- SOURCE EXCERPT
What if there were a mode that told postgres to do an exhaustive search (or if
not exhaustive, then much more extensive search) of all plans (or many plans),
trying each plan, reporting the performance of each, and discarding the query
results, much like "explain analyze" does. Postgres could then dump the best
plan in machine readable (and semi-human readable) form which the planner could
parse and use at some later date in lieu of a SQL query.

This would allow people with reasonably static table statistics (where the best
plan is not likely to change) to spend upfront cycles investigating the best
plan and then embed that plan in their business logic. Since the stored plan is
both written-by and read-by postgres, it can get quite complicated without
putting a burden on humans to read and write such complicated things. It would
also remove the risk that the planner will occasionally (due to its
nondeterministic workings) choose a really bad plan and stall a production system.

mark

Florian G. Pflug wrote:
> Hi
>
> Since the discussion about how to force a specific plan has
> come up, I though I'd post an idea I had for this a while ago.
> It's not reall well though out yet, but anyway.

- STORED ROWS

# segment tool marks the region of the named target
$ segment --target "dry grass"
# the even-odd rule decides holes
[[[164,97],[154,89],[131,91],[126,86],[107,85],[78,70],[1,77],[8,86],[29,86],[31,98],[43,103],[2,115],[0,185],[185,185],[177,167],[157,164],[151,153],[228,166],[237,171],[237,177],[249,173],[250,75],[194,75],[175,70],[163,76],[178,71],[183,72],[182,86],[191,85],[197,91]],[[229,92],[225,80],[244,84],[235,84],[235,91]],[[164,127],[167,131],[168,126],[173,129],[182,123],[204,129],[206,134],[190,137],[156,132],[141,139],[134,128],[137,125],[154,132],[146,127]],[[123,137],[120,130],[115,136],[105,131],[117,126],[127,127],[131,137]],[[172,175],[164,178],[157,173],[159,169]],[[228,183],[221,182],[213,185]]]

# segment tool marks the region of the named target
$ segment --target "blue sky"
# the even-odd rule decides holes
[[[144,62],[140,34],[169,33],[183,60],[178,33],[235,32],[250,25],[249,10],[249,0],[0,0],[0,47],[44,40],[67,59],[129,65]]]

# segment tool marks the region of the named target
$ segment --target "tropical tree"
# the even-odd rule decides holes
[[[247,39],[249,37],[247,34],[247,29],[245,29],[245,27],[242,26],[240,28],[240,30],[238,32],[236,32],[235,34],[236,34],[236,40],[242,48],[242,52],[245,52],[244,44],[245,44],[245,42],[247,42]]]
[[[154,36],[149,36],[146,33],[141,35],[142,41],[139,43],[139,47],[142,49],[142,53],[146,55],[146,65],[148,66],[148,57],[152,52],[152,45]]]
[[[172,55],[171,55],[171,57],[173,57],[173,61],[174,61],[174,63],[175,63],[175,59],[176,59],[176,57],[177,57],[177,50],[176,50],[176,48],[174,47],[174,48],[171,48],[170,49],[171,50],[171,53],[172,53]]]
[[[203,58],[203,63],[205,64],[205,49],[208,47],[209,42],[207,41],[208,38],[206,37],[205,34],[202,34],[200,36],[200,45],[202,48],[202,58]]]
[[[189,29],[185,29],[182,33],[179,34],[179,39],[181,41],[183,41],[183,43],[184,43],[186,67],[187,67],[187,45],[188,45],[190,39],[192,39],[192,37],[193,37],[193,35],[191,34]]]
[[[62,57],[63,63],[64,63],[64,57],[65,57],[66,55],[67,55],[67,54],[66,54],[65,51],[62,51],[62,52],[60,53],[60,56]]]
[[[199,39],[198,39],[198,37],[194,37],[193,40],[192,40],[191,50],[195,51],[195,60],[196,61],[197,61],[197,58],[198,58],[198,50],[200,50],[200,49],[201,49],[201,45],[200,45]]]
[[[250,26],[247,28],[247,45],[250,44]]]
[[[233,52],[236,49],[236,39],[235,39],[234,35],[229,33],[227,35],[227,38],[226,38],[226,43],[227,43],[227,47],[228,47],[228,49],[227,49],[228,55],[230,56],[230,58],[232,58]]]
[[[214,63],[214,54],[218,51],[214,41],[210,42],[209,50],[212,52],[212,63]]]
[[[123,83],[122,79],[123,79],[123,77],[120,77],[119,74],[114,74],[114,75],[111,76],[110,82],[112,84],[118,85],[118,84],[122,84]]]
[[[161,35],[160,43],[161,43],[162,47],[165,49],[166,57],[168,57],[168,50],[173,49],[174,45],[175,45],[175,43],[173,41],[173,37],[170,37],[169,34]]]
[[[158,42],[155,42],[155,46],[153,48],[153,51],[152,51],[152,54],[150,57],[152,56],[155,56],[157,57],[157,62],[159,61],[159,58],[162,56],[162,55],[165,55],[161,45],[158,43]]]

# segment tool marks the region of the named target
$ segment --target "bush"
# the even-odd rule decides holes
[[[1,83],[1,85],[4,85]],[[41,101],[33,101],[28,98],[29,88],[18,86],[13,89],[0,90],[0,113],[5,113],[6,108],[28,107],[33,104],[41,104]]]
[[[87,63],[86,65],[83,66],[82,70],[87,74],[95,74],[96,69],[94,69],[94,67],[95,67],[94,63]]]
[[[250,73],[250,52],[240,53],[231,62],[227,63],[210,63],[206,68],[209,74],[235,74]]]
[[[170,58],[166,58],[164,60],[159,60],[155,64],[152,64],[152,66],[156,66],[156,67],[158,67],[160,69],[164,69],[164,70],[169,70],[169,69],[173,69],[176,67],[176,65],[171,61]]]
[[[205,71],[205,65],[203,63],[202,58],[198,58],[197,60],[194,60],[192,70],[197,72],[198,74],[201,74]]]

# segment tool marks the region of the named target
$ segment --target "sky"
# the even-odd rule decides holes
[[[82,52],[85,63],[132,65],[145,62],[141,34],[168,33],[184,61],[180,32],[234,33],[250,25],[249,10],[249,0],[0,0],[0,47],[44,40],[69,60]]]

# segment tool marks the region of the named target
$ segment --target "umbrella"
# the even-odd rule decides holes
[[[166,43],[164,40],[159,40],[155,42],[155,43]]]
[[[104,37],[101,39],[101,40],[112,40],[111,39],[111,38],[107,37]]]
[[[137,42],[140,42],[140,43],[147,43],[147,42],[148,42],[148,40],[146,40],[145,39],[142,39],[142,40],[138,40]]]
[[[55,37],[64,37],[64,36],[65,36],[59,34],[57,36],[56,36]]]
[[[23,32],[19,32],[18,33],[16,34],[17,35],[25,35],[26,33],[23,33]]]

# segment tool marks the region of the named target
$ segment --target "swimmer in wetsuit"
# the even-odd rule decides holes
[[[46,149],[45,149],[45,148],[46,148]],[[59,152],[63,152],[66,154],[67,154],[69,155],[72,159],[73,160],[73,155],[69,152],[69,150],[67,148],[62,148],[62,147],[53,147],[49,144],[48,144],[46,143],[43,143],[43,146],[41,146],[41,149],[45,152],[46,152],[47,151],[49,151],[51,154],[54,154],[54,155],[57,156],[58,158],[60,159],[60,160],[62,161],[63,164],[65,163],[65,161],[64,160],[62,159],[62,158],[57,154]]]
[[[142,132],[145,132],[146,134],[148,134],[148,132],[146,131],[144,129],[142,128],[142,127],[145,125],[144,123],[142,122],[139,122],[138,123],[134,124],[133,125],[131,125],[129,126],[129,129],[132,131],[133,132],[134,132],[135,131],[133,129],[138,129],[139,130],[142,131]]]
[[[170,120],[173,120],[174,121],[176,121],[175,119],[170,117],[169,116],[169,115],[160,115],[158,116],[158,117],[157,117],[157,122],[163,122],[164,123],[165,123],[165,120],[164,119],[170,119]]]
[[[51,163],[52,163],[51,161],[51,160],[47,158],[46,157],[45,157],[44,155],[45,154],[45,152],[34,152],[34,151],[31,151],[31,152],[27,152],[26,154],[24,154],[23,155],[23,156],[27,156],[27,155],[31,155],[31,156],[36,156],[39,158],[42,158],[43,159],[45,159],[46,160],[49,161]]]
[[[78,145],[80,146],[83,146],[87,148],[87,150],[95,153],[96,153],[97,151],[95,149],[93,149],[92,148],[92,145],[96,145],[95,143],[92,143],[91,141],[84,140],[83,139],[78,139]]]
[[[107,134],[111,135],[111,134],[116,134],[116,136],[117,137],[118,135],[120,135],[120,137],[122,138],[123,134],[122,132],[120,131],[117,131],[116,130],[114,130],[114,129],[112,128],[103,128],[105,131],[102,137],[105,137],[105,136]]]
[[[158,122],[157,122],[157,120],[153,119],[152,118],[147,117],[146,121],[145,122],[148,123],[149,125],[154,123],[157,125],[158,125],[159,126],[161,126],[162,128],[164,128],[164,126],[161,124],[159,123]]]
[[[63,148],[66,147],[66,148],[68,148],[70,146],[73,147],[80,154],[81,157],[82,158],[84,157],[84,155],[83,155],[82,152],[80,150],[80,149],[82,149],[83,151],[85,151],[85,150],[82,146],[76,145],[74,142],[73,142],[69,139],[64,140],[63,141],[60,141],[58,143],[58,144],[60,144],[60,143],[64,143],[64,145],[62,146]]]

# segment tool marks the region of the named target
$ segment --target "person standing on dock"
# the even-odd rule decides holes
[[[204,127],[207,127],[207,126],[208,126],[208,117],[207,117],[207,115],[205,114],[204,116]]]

- TASKS
a) Answer each question from the Postgres planner excerpt:
(i) Which existing command does the proposed mode resemble in discarding query results?
(ii) What kind of table statistics would make someone suited to using a stored plan?
(iii) Who wrote the quoted message?
b) Repeat the Postgres planner excerpt from "This would allow" up to and including "a production system.".
c) Proceed with the Postgres planner excerpt, starting after its final sentence.
The entries have no connection to the Postgres planner excerpt.

- TASK RESPONSES
a)
(i) "explain analyze"
(ii) Reasonably static table statistics, where the best plan is not likely to change
(iii) Florian G. Pflug

b)
This would allow people with reasonably static table statistics (where the best
plan is not likely to change) to spend upfront cycles investigating the best
plan and then embed that plan in their business logic. Since the stored plan is
both written-by and read-by postgres, it can get quite complicated without
putting a burden on humans to read and write such complicated things. It would
also remove the risk that the planner will occasionally (due to its
nondeterministic workings) choose a really bad plan and stall a production system.

c)
>
> When the topic of optimizer hints comes up, people often suggest
> that there should be a way to force postgres to use a certain
> index, or do joins in a certain order. AFAIK, this mimics what
> oracle does - you can put comments into your query that specify
> what index to use. This approach has two major drawbacks
> .) Plans that seem good now might not seem that good a few months
> later - your data might have changed, and other execution plans
> might fit better now
> .) You have to change all your queries to make use of features
> in new postgres versions, like bitmap scans.
>
> My experience with the postgres optimizer is that it usually performs
> great - and if it doesn't, that always boiled down to two problems
> (at least for me)
> .) The query is autogenerated, and includes complex, and highly inter-
> dependent where (or join) conditions. This leads to wrong estimates
> of where selectivity, and thus to bad plans.
> .) There are correlations between columns and/or tables that postgres
> doesn't know about (and has no chance of knowing about). Again, this
> leads to vastly wrong estimates of row counts, and to bad plans.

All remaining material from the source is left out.